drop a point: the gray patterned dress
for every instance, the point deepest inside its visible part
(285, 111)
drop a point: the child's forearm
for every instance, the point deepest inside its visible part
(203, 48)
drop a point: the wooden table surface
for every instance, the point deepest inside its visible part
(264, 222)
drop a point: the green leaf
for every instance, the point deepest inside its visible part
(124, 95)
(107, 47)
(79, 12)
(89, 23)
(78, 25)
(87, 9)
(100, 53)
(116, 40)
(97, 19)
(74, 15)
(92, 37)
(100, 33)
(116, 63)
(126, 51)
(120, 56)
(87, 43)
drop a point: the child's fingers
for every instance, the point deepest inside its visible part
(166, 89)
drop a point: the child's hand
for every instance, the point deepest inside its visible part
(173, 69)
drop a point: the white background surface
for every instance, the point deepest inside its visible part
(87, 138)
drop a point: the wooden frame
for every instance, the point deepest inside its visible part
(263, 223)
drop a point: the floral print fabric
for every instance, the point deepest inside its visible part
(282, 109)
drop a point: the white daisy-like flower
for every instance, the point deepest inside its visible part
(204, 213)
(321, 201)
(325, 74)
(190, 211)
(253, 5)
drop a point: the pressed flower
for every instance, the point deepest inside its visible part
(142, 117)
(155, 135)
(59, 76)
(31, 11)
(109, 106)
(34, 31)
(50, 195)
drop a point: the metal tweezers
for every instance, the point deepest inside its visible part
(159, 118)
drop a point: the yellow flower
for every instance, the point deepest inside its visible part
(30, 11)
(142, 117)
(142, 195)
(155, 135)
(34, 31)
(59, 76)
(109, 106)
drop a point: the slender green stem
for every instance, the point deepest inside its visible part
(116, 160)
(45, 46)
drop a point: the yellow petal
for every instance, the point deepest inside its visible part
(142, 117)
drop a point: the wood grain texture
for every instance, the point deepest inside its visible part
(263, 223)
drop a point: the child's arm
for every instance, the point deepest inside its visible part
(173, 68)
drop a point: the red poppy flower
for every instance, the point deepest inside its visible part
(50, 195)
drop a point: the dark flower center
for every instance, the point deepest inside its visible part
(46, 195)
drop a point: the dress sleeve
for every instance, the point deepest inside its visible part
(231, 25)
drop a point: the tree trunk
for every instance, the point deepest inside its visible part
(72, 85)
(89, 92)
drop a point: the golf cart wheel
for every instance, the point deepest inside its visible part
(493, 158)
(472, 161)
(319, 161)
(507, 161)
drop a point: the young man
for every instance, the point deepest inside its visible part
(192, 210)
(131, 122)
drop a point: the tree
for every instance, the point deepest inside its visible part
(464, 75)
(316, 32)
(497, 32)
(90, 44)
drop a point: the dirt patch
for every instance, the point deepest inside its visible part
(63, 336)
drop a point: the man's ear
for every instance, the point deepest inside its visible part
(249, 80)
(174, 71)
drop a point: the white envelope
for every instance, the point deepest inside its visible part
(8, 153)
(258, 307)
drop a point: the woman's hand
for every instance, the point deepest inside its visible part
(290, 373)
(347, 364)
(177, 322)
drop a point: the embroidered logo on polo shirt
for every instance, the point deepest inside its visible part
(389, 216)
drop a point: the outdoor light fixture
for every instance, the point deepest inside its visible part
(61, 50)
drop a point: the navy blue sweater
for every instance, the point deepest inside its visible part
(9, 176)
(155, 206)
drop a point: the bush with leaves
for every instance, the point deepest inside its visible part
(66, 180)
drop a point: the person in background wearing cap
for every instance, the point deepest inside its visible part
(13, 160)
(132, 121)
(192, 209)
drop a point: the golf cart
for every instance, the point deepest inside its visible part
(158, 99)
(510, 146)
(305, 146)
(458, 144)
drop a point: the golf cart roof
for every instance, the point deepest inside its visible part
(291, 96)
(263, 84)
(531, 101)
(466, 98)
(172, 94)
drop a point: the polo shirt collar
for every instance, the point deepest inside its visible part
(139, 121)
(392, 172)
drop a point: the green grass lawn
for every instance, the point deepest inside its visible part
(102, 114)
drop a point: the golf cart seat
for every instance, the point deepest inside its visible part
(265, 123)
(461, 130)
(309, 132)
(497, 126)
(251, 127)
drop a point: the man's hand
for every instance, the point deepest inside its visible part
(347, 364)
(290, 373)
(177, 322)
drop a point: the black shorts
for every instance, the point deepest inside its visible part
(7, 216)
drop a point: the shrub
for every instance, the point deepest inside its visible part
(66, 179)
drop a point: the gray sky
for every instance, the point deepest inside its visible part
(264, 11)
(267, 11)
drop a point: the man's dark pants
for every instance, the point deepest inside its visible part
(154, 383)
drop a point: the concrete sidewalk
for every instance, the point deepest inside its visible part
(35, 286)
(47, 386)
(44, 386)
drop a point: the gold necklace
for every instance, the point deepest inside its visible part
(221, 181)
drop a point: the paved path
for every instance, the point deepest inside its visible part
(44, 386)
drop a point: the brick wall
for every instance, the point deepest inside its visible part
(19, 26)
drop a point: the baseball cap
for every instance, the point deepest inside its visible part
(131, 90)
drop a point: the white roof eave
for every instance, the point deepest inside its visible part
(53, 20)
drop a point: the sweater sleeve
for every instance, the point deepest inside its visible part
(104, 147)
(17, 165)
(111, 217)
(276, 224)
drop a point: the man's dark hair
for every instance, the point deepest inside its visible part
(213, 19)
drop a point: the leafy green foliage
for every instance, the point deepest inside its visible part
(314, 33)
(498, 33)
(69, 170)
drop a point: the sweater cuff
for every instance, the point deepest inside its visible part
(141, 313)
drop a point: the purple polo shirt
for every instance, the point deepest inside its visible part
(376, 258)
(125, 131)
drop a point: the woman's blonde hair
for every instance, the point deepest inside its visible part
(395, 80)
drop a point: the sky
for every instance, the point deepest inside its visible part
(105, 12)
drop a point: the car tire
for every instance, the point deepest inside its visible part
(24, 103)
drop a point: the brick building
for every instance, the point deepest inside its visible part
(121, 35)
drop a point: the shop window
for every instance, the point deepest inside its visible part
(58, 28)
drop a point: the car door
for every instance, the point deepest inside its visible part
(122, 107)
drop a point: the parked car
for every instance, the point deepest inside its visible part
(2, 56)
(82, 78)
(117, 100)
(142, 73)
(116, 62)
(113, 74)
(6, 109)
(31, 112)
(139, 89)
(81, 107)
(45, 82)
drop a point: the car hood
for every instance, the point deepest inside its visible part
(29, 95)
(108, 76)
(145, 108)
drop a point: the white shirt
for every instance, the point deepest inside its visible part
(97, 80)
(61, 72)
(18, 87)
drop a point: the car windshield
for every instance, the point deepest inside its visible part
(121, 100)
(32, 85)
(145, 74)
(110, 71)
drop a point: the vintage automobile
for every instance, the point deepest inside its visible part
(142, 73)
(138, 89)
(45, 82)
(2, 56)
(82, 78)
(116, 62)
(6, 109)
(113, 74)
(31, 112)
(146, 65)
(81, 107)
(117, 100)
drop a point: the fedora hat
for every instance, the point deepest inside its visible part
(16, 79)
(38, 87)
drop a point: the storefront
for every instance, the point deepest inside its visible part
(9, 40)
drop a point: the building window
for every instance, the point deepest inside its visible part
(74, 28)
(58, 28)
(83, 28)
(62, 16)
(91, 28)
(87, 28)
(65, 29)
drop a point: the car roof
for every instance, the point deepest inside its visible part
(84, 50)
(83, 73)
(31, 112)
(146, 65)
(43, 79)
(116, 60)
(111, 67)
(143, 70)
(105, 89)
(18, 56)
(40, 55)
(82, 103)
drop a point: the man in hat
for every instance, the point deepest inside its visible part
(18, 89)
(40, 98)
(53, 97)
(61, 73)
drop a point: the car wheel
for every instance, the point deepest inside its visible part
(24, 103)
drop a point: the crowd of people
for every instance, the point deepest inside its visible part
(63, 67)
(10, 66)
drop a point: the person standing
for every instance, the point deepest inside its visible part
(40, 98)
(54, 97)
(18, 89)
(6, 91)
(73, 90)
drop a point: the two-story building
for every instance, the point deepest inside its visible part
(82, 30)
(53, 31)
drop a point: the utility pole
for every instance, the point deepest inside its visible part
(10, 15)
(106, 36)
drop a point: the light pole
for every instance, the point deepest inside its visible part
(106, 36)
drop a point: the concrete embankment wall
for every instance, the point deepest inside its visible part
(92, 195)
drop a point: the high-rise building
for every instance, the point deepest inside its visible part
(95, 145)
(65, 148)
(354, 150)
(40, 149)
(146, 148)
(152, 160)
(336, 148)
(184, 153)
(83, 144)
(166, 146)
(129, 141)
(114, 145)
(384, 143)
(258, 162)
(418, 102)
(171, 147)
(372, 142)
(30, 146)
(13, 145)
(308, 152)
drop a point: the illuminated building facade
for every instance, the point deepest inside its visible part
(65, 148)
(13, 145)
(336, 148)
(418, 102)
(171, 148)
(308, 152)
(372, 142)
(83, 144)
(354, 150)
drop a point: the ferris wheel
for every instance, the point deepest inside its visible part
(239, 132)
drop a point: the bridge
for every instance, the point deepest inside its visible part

Given instruction — Your task is to return, exactly and on their own, the lines from the one containing "drop a point: the illuminated building facade" through the last line of the listing.

Answer to this task —
drop a point: the illuminated building facade
for every instance, the point deepest inside its visible part
(65, 148)
(13, 145)
(336, 148)
(418, 102)
(171, 148)
(308, 152)
(372, 142)
(83, 144)
(354, 150)
drop a point: the ferris wheel
for every instance, the point deepest inside its visible part
(239, 132)
drop a point: the bridge
for every instance, the point deepest inside its visible part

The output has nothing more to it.